Business last year was the worst that Yang can remember since she began working for Yongli Suitcase in Wenzhou, a coastal city renowned for its freewheeling entrepreneurialism, eight years ago.

The RMB 40 million of goods the luggage maker exported in 2012 was a far cry from the heady days four years earlier. “The best year for our company was 2009, when we exported RMB 100 million,” says Yang, a salesperson who only gave her family name. Yongli’s struggles typify the reversal in fortunes that many small and medium-sized enterprises (SMEs) have suffered in recent years. In the boom times, few Chinese cities soared faster or higher than export-rich Wenzhou, which came to be regarded as a bellwether for the economy.

Wenzhou was one among many hotbeds of private enterprise in China, where success grew from the bottom-up development of family-owned SMEs that perfected the art of low-cost manufacturing for overseas customers. But just as beleaguered exporters in Wenzhou are now staring down the barrel of an uncertain future, questions are now mounting over the role of exports as a driver of Chinese economic growth on a national level, now and in the future.

Trade figures for June added to the anxiety after they came in well below expectations. Exports fell on an annual basis for the first time in 17 months, declining by 3.1% according to customs data from that month. Imports were down 0.6% versus an anticipated 6% rise. In July exports rebounded with a 5.1% rise and again in August with a 7.2% rise, but the sudden fall in June has still left China watchers and China businesses unsteady and considering the best long-term game plan.

The June collapse in trade fanned fears China was headed for a severe slowdown. “If the softness in the trade sector persists, China is unlikely to achieve its trade growth target of 8% for this year,” ANZ bank’s China economists Liu Ligang and Hao Zhou said in a research note in July.

If exports have been China’s bread and butter for decades, what happens to exporters when an economic slowdown coincides with a government-backed campaign to re-balance the economy away from exports and toward domestic consumption?

Aim of the task -> Please transcribe word for word everything in the passage about Wenzhou's exporters from "Trade figures for" down to "note in July.".

Provided material ->

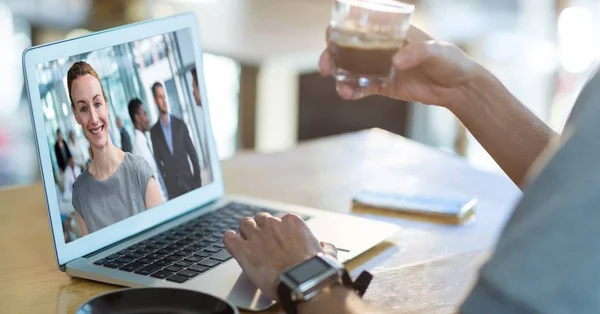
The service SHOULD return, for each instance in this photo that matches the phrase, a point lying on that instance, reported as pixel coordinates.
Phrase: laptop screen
(124, 126)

Answer to the exercise ->
Trade figures for June added to the anxiety after they came in well below expectations. Exports fell on an annual basis for the first time in 17 months, declining by 3.1% according to customs data from that month. Imports were down 0.6% versus an anticipated 6% rise. In July exports rebounded with a 5.1% rise and again in August with a 7.2% rise, but the sudden fall in June has still left China watchers and China businesses unsteady and considering the best long-term game plan.

The June collapse in trade fanned fears China was headed for a severe slowdown. “If the softness in the trade sector persists, China is unlikely to achieve its trade growth target of 8% for this year,” ANZ bank’s China economists Liu Ligang and Hao Zhou said in a research note in July.